→ Provided text:
╭──

# Aviation Industry Ditching Hydrogen... Again?



## EVDL Archive (Jul 26, 2007)

While hydrogen -- even in cryogenic state -- is three times more efficient than oil, it's also four times bulkier, making designing a working jetliner around it a daunting task.

More...


----------



## Sunking (Aug 10, 2009)

No wonder here on my part. Hydrogen is a poor fuel choice for any application other than space craft. A hydrogen economy is a false economy


----------



## Jason Lattimer (Dec 27, 2008)

I am sick of hearing about Hydrogen....it sounds like a wonderful sci fi pie in the sky technology until one does just a tad bit of research and finds out how hard it is to actually make hydrogen.


----------



## david85 (Nov 12, 2007)

*sigh* more vaporware.

I doubt airbus could even afford to build a plane that looked like that, let alone one that was powered on hydrogen. Concept vehicles - does anyone still take them seriously? Are investors really that easily taken?


----------



## PhantomPholly (Aug 20, 2008)

Maybe someday they'll invent "metallic hydrogen" (what science fiction book was that from?). Superconducting at room temperature, 50 times more dense than liquid hydrogen.

Oh, and it only takes a black hole to make it.


----------



## david85 (Nov 12, 2007)

What have you been reading? LMAO


----------



## Sunking (Aug 10, 2009)

PhantomPholly said:


> Maybe someday they'll invent "metallic hydrogen" (what science fiction book was that from?). Superconducting at room temperature, 50 times more dense than liquid hydrogen.
> 
> Oh, and it only takes a black hole to make it.


You really need to quit watching MSNBC


----------



## Jason Lattimer (Dec 27, 2008)

Sunking said:


> You really need to quit watching MSNBC


You know I believe the center of Jupiter and Saturn have metallic hydrogen at the core of their planets. Maybe you could mine it?


----------

╰──

→ Brief a: Write out the records again with "blue sky" replaced by "clear sky", changing nothing else. Omit the pictures.
The thread and the records come from separate sources.

→ Image boundary labeling records:
╭──

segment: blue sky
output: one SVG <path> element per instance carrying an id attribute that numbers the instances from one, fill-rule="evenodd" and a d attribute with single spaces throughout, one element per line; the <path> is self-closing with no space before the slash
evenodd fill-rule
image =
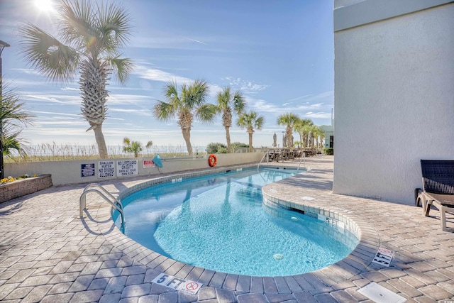
<path id="1" fill-rule="evenodd" d="M 55 1 L 56 0 L 54 0 Z M 38 1 L 39 2 L 39 1 Z M 57 35 L 51 10 L 36 0 L 0 0 L 0 40 L 11 47 L 2 54 L 4 84 L 22 97 L 36 118 L 22 137 L 30 144 L 95 143 L 80 115 L 77 79 L 48 82 L 30 69 L 19 53 L 17 26 L 30 21 Z M 164 100 L 168 81 L 179 86 L 195 79 L 210 84 L 208 101 L 230 85 L 265 118 L 254 133 L 255 147 L 270 146 L 282 136 L 279 115 L 287 112 L 331 125 L 333 106 L 333 0 L 118 1 L 133 26 L 124 57 L 135 65 L 124 87 L 110 82 L 108 119 L 103 124 L 107 145 L 123 138 L 157 145 L 184 145 L 176 121 L 160 122 L 152 114 Z M 193 146 L 226 142 L 221 118 L 211 125 L 196 121 Z M 295 133 L 296 140 L 297 140 Z M 245 129 L 231 128 L 232 142 L 248 143 Z M 279 137 L 278 137 L 279 138 Z"/>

╰──

→ Brief b: Does the hydrogen aviation thread agree with each statement? (i) The first post says hydrogen is four times bulkier than oil. (ii) Sunking calls a hydrogen economy a sound economy. (iii) david85 doubts Airbus could afford to build a plane that looked like the one shown.

→ Exercise solution a:
segment: clear sky
output: one SVG <path> element per instance carrying an id attribute that numbers the instances from one, fill-rule="evenodd" and a d attribute with single spaces throughout, one element per line; the <path> is self-closing with no space before the slash
evenodd fill-rule
image =
<path id="1" fill-rule="evenodd" d="M 55 1 L 56 0 L 54 0 Z M 38 1 L 39 2 L 39 1 Z M 57 35 L 51 10 L 36 0 L 0 0 L 0 40 L 11 47 L 2 54 L 4 84 L 22 97 L 36 118 L 22 137 L 30 144 L 95 143 L 80 115 L 77 79 L 48 82 L 30 69 L 19 53 L 17 26 L 30 21 Z M 164 100 L 168 81 L 179 86 L 195 79 L 210 84 L 208 101 L 230 85 L 265 118 L 254 133 L 255 147 L 270 146 L 282 136 L 279 115 L 287 112 L 331 125 L 333 106 L 333 0 L 118 1 L 133 26 L 124 57 L 135 65 L 124 87 L 110 82 L 108 119 L 103 124 L 107 145 L 123 138 L 157 145 L 184 145 L 176 121 L 160 122 L 152 114 Z M 193 146 L 226 142 L 221 118 L 211 125 L 196 121 Z M 295 133 L 296 140 L 297 140 Z M 245 129 L 231 128 L 232 142 L 248 143 Z M 279 137 L 278 137 L 279 138 Z"/>

→ Exercise solution b:
(i) Yes: "it's also four times bulkier"
(ii) No: "A hydrogen economy is a false economy"
(iii) Yes: "I doubt airbus could even afford to build a plane that looked like that"